▶ _RECORDS SUPPLIED_:
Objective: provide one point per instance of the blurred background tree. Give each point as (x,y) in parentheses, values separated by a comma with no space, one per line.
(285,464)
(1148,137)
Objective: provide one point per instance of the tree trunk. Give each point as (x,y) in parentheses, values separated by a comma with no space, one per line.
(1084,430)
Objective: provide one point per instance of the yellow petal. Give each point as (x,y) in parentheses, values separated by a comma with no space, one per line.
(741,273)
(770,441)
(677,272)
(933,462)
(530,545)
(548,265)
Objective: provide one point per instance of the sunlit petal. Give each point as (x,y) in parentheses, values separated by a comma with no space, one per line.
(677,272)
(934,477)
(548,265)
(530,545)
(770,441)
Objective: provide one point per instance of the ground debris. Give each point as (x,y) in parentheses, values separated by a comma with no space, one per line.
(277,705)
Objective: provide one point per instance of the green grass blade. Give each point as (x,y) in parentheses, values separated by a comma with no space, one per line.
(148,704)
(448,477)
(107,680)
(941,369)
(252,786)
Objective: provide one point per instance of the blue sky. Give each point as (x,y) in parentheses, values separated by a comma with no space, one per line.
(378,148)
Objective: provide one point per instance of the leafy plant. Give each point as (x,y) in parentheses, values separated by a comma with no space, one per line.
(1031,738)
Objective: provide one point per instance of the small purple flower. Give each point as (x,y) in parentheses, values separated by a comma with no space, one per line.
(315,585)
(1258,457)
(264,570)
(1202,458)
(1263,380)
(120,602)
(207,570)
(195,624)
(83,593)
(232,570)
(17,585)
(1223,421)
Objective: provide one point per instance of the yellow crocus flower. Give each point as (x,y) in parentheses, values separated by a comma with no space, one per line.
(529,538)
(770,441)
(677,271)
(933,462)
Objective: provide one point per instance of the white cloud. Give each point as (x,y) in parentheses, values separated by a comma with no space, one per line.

▶ _WHAT YOU WILL DO_:
There is a line above that contains "Objective: provide one point per instance of the leafy". Copy it and all later lines through the last, exactly, and leave out the rest.

▶ _WRITTEN SOLUTION_:
Objective: provide one point per instance of the leafy plant. Give each point as (x,y) in parentheses, values separated by a comma with no space, one per line.
(1031,738)
Objective: provide one point per instance of the small purple flower. Give each point as (x,y) in parentheses, values separated by a comma with no space, one per line.
(315,585)
(1258,457)
(264,570)
(1202,458)
(1263,380)
(120,602)
(207,570)
(195,624)
(83,593)
(232,570)
(17,585)
(1223,421)
Objective: provide one point per instance of the yellow crocus flower. Give each point as (x,y) in parentheses, values separated by a comma with no space, one per line.
(529,538)
(770,441)
(677,271)
(933,462)
Objective: provide one point per instance of the white cloud. Give each point as (x,y) in parentheses, values separated by a comma with no space, one per line.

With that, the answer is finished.